[Stated task] Return every line of the data that contains the string "shirt".

[Records supplied]
# # #

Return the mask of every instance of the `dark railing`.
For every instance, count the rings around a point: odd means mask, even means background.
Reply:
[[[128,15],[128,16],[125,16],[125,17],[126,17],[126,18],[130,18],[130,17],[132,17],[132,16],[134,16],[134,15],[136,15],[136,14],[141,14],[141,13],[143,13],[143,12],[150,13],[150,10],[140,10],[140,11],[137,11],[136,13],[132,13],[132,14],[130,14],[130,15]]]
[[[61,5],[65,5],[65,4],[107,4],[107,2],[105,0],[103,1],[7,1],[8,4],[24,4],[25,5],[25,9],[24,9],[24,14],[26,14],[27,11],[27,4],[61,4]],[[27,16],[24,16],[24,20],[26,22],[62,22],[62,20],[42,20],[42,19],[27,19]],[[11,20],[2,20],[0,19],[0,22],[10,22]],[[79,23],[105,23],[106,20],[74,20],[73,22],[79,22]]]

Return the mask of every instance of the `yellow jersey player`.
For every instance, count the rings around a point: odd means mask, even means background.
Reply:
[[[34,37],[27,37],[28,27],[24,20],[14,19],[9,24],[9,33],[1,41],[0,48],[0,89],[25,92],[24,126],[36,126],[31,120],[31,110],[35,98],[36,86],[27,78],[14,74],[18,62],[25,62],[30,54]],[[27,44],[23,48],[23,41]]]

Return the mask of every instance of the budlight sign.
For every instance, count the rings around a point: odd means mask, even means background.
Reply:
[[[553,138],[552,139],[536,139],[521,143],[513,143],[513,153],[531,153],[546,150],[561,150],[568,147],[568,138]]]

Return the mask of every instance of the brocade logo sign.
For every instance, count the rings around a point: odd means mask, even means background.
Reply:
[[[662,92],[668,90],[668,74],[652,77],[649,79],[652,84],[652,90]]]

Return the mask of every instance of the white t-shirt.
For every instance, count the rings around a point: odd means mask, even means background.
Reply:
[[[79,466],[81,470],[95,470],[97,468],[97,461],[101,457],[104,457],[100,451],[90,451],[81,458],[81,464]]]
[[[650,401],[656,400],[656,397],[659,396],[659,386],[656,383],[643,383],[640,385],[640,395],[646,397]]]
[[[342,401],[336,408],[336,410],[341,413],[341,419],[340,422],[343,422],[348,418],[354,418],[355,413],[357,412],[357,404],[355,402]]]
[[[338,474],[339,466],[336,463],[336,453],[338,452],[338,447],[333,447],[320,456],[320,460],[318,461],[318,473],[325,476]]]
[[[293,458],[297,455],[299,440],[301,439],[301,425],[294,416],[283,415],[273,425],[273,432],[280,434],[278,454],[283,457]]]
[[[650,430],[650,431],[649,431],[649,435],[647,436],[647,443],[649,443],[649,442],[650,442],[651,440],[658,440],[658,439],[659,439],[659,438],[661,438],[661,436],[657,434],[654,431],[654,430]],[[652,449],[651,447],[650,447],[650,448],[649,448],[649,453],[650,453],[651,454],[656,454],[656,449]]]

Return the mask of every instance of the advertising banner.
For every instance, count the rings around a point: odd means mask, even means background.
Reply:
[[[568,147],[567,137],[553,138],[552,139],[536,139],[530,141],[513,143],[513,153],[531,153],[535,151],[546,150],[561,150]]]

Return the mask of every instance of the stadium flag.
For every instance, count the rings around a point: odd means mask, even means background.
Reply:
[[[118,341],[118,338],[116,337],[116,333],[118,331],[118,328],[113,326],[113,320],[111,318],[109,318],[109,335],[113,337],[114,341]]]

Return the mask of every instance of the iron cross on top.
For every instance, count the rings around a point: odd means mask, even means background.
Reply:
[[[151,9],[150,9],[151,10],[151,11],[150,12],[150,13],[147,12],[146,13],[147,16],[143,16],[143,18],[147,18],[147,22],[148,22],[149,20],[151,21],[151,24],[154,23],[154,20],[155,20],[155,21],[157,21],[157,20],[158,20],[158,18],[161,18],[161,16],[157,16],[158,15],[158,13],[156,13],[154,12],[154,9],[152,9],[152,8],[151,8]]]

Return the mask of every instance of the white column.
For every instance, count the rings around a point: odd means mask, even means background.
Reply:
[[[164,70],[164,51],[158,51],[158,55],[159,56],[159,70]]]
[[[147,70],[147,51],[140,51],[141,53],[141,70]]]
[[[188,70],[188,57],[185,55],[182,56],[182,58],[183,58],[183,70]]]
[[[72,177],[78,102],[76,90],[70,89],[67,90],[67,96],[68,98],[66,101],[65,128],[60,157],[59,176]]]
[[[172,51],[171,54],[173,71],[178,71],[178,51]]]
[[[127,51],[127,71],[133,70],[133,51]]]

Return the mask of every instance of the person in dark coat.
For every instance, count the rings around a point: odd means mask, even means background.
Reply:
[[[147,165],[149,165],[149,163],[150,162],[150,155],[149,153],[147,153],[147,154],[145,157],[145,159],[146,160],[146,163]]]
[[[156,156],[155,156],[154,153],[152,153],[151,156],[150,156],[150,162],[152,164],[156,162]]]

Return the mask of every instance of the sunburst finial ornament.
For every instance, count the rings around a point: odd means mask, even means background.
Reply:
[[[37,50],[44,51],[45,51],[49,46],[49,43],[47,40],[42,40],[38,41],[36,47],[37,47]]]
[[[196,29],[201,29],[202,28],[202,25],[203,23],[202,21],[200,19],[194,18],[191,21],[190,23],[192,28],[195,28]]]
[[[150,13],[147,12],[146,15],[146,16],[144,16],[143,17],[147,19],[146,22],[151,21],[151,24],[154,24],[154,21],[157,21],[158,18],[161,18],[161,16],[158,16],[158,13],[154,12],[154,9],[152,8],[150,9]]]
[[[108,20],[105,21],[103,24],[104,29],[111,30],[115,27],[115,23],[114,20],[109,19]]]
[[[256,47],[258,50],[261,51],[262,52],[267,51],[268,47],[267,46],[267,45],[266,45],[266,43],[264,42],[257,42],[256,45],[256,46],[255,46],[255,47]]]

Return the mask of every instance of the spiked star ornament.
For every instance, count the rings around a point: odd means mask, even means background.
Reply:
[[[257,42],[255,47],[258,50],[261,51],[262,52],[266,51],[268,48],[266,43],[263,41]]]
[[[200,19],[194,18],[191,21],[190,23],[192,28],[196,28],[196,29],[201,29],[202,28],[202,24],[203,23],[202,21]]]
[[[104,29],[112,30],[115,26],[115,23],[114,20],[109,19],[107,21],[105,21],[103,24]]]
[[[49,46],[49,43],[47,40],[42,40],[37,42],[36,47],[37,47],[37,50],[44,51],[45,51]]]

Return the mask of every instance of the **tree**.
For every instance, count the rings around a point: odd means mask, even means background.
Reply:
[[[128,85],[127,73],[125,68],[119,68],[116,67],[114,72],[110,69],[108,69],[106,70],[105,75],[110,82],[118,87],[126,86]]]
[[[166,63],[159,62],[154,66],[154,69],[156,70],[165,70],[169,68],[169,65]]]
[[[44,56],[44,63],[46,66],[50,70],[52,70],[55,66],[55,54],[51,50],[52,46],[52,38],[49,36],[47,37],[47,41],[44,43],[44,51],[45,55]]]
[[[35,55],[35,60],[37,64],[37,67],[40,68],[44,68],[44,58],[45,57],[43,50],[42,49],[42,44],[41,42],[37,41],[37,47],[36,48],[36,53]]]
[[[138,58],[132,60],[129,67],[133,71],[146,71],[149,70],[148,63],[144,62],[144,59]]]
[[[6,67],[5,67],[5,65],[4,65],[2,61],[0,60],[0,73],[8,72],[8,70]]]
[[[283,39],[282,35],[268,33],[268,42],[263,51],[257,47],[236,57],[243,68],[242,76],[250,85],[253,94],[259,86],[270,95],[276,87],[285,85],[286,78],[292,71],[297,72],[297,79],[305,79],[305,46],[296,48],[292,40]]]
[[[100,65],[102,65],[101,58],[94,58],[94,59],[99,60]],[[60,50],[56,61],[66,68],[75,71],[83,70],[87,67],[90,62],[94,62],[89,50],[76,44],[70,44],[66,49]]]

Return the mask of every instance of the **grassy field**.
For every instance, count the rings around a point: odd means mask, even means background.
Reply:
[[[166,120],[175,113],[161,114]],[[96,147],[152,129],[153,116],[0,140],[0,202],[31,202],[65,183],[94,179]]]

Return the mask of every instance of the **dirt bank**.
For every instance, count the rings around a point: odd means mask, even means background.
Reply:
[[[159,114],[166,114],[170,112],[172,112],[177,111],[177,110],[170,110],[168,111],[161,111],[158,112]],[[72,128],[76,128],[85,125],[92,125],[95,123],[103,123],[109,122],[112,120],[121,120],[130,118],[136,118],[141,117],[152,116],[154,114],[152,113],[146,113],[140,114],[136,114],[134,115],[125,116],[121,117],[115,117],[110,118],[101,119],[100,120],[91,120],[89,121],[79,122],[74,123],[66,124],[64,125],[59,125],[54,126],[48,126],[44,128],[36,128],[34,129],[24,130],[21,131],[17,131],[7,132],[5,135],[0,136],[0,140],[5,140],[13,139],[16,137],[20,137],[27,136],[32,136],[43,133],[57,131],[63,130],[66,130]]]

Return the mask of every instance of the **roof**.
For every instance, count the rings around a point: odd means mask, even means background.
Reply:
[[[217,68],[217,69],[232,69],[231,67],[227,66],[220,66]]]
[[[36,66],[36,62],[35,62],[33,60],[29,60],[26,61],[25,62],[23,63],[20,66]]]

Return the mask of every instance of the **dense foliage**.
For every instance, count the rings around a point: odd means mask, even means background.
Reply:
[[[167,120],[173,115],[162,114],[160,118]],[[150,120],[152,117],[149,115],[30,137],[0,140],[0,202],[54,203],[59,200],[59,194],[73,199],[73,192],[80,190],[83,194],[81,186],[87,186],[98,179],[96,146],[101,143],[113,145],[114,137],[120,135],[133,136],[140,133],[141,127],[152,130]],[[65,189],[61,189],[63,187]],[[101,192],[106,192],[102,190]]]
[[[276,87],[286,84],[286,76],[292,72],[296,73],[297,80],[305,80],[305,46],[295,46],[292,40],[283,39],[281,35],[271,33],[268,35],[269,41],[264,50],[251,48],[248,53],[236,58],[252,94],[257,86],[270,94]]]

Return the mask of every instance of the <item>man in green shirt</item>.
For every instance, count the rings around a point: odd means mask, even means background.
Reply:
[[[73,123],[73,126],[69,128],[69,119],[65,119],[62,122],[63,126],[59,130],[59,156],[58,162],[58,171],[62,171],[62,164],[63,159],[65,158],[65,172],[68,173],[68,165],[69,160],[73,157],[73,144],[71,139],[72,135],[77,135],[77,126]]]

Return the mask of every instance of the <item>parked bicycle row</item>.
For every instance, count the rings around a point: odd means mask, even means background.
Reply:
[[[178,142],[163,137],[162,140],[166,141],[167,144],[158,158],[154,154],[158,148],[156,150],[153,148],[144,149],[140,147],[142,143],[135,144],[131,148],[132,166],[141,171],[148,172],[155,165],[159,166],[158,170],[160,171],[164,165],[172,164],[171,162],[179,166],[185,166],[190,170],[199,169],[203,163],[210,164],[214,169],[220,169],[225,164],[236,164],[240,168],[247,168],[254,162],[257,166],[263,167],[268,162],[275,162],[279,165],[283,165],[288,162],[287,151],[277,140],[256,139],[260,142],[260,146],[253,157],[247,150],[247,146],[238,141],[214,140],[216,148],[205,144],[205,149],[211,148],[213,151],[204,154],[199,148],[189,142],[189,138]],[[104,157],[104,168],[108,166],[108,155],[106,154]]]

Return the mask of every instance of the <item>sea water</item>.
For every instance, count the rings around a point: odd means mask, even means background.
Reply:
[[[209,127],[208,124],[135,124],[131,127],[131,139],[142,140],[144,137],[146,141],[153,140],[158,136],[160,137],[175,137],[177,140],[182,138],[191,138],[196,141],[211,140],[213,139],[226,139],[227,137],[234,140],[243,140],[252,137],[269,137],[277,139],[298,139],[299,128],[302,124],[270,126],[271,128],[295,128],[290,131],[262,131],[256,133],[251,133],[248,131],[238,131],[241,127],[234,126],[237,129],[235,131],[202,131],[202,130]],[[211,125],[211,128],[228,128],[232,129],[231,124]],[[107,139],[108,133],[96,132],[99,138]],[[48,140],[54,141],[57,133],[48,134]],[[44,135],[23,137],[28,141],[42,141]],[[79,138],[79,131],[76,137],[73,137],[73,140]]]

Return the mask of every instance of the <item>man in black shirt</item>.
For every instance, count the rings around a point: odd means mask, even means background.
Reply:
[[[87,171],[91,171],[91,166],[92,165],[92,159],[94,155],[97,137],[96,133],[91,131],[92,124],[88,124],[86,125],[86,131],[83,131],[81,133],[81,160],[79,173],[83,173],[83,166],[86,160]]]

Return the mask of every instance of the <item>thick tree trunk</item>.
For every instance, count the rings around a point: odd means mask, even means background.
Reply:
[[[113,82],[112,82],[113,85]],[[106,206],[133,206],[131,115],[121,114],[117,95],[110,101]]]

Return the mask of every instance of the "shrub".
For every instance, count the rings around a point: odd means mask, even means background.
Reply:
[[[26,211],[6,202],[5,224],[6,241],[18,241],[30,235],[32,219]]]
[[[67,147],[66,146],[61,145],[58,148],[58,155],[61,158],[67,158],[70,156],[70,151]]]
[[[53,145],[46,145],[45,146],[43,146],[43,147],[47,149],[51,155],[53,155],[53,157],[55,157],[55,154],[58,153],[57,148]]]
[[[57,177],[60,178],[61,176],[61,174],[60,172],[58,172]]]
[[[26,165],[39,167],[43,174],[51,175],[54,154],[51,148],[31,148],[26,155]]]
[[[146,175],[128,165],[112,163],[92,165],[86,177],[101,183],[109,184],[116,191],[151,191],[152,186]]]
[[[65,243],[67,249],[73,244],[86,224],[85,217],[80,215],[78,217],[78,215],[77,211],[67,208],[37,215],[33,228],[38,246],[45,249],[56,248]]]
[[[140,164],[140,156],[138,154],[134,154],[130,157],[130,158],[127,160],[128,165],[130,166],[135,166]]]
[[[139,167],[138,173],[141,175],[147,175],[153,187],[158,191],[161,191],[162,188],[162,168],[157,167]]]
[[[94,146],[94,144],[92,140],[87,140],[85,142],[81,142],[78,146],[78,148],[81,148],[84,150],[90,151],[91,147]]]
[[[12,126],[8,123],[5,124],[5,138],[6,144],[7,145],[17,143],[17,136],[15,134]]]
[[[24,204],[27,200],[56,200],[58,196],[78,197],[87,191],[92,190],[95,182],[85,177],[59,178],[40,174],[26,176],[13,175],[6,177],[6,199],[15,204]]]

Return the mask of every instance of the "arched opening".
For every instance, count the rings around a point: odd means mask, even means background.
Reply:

# # #

[The response]
Return the mask of every instance of the white t-shirt.
Return the mask of every instance of the <item>man in green shirt</item>.
Return the mask of every instance of the <item>man in black shirt</item>.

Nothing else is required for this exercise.